= What is asked =
Write out only the tail of the records, beginning at the line containing "Question. Identify the printed" and including the last line, exactly as written.

= Excerpted data =
--------------------------------------------------

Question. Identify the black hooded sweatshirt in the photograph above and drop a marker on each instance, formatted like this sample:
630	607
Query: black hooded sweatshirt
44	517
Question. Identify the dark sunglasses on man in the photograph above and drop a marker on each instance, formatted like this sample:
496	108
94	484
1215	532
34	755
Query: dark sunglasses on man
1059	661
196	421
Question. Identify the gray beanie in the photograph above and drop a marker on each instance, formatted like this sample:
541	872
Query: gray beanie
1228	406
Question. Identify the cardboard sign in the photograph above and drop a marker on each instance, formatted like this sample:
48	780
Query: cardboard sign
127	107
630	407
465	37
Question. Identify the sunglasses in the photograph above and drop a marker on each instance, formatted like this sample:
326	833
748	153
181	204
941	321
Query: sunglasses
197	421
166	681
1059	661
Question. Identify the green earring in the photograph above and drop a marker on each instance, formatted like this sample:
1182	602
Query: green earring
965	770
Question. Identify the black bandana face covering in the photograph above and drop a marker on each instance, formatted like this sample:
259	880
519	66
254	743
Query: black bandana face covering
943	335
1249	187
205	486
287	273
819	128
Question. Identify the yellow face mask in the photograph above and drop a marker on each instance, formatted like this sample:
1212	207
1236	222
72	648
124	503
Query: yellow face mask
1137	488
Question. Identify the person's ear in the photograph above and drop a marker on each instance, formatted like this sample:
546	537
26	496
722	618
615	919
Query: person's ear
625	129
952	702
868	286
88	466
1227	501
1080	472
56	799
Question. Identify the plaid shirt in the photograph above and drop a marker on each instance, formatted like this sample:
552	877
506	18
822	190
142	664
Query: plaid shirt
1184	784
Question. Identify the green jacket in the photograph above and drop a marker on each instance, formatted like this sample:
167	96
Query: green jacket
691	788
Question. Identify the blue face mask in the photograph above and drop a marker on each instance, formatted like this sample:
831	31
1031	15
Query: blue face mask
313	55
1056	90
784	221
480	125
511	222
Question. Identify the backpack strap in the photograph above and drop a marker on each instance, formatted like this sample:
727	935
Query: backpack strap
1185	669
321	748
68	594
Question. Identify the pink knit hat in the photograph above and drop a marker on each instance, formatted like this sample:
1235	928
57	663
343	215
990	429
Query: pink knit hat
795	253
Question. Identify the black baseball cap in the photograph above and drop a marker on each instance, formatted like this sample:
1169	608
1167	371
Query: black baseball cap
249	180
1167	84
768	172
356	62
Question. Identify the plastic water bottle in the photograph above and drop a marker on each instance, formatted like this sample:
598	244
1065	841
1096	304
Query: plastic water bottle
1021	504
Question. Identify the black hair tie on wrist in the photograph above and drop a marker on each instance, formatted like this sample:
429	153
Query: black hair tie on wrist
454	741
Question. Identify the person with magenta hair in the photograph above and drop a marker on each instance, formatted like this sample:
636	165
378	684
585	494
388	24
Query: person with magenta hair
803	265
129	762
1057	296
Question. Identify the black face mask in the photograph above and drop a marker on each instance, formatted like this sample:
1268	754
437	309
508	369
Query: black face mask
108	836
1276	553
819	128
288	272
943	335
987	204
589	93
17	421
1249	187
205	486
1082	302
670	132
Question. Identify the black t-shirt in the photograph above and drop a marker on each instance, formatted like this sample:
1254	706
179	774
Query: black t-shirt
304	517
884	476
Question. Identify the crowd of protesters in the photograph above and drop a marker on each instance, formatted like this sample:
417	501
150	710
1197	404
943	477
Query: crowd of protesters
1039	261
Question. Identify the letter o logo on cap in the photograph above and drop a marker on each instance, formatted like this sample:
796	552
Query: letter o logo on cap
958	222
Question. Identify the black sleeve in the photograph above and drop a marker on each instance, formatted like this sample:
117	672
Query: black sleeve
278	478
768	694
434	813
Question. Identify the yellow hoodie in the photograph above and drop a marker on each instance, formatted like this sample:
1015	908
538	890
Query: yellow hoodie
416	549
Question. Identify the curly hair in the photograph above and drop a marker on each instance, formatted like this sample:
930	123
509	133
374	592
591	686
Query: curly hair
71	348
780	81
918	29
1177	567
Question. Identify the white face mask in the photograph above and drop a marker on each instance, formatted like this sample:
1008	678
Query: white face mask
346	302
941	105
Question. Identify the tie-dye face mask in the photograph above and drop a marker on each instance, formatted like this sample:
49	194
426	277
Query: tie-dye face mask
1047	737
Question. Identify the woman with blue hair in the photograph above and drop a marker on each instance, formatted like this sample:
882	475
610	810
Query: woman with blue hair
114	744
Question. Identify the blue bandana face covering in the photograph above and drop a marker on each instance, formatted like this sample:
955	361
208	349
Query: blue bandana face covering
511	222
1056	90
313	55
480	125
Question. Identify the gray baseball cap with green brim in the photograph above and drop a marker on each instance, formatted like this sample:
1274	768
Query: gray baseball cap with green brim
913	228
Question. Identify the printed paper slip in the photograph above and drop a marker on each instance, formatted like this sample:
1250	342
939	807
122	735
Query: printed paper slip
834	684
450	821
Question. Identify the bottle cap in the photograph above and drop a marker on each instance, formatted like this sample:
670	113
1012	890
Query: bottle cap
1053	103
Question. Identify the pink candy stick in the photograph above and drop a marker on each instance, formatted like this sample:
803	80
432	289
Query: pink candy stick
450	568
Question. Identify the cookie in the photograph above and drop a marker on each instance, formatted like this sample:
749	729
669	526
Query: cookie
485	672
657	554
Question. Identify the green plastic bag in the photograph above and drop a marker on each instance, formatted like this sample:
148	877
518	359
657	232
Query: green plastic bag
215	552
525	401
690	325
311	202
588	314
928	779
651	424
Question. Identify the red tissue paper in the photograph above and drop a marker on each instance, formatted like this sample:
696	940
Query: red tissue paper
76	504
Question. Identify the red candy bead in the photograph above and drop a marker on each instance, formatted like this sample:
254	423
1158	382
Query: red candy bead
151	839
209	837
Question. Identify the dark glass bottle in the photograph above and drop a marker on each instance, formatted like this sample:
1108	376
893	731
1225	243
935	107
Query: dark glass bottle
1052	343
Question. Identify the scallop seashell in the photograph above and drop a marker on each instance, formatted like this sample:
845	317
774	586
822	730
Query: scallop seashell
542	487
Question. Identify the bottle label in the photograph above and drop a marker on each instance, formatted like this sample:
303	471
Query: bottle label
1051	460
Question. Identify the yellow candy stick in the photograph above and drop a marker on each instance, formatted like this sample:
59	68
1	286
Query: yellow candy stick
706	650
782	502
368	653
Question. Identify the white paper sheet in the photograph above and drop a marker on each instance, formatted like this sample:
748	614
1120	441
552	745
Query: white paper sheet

--------------------------------------------------

= Answer below =
Question. Identify the printed paper slip in the photograph above and drop a marker on each instance, formatted like this sample:
1250	342
939	807
122	735
Query: printed paper slip
834	684
450	821
Question. Identify the bottle cap in the photograph above and drop a marker on each instance, formatted like this sample:
670	113
1012	890
Query: bottle cap
1053	103
Question. Identify the pink candy stick in the photograph above and drop a marker on each instance, formatted like this sample:
803	80
432	289
Query: pink candy stick
450	568
Question. Identify the cookie in the photograph above and drop a marker on each instance, formatted like this sample:
749	729
669	526
Query: cookie
485	672
657	554
Question. Identify the green plastic bag in the photograph above and drop a marker on each instance, formatted like this sample:
148	877
518	359
657	232
Query: green plastic bag
215	552
525	401
690	325
311	202
588	314
928	779
651	424
Question. Identify the red tissue paper in the photograph above and drop a marker on each instance, formatted like this sample:
696	940
Query: red tissue paper
76	504
Question. Identify the red candy bead in the photograph above and drop a marker on each instance, formatted like this sample:
254	423
1158	382
Query: red candy bead
151	839
209	837
Question. Identify the dark glass bottle in the photograph above and drop a marker on each instance, formatted like this sample:
1108	376
893	731
1225	243
935	107
Query: dark glass bottle
1052	343
Question. Identify the scallop seashell in the photograph above and drop a marker on each instance, formatted like this sample:
845	317
774	586
822	730
Query: scallop seashell
542	487
Question. Identify the bottle label in the photograph above and drop a marker on each instance, formatted like this sample:
303	471
Query: bottle label
1051	460
Question. Identify the yellow candy stick in the photograph above and drop a marker on each instance, formatted like this sample:
59	68
1	286
Query: yellow candy stick
706	650
782	502
368	653
Question. Identify the white paper sheet in the photograph above and drop a marker on each instance, formatted like this sample:
748	614
1120	441
552	745
Query: white paper sheet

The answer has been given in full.